Start of Passage to read

I came across this poster that reminded me of our conversation which I want to buy for her birthday:
Poster from My Little Underground
Yesterday evening, after Ever-Patient left for volleyball with #1, I cuddled on the couch with the 4. #3, #4, and #5 all fell asleep and I asked #2 if she wanted to watch a bit of TV with me before bed. She snuggled up next to me and we ended up flipping to Oprah who was interviewing Colin Firth and Tom Ford about their new movie, “A Single Man.” I watched #2 watching. Her forehead wrinkled as she tried to understand the subject matter. She heard a phrase that espoused the significance of the “present moment.” She asked, “What’s ‘the present moment’?” I answered, “Right now. This very instant we’re talking and your siblings are asleep. Yesterday or even 5 minutes ago is called the past and tomorrow or even 5 minutes from now is the future. Can we change what happened in the past?” She paused and said, “No.” And I asked her, “Can we guess what’s going to happen tomorrow?” She paused and said “No.” And I told her a saying that a friend had told me, “Yesterday is history. Tomorrow’s a mystery. Today’s a gift and that’s why they call it the Present.” She still looked unsure but whenever she encounters new ideas, she talks it out to try and grasp the concept. She began, “So…when you get a gift, you don’t know what is inside…is that like the Present? Because you don’t know what can happen the next moment? So each moment is like a gift waiting to be opened? Just like how we’re talking and I’m learning something new?”
I started to well up and feel a lump in my throat. It had only taken me almost 30 years to figure out this secret to happiness that my 6.5 year old had deduced in a matter of minutes. I reaffirmed her discovery and we sit in quiet. I watch her and am grateful of the lessons her and her siblings teach me every day. Children are more intuitive and more than capable of handling philosophical conversations than we give them credit for. The key is not to dismiss or ignore a potential discussion that if encouraged, could lead them (and you) to gaining an insight into the truth about things and about human nature.

End of Passage to read
Start of Data shown

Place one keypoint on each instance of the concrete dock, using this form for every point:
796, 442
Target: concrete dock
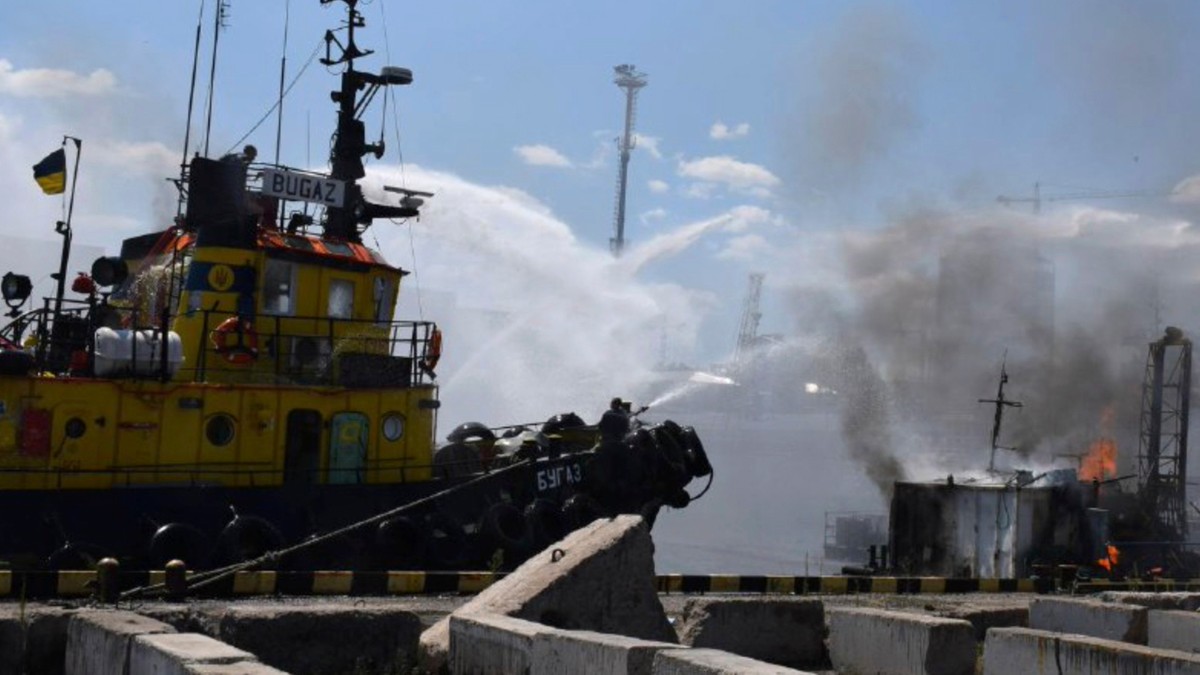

End of Data shown

**Directions**
[A] Please print the account of the talk about the present moment between "I started to" and "about human nature.", inclusive.
[B] Answer these questions from the account of the talk about the present moment:
(i) Whom was Oprah interviewing?
(ii) Where did Ever-Patient go with #1?
(iii) How old was #2?

**Answers to the problems**
[A]
I started to well up and feel a lump in my throat. It had only taken me almost 30 years to figure out this secret to happiness that my 6.5 year old had deduced in a matter of minutes. I reaffirmed her discovery and we sit in quiet. I watch her and am grateful of the lessons her and her siblings teach me every day. Children are more intuitive and more than capable of handling philosophical conversations than we give them credit for. The key is not to dismiss or ignore a potential discussion that if encouraged, could lead them (and you) to gaining an insight into the truth about things and about human nature.

[B]
(i) Colin Firth and Tom Ford
(ii) To volleyball
(iii) 6.5 years old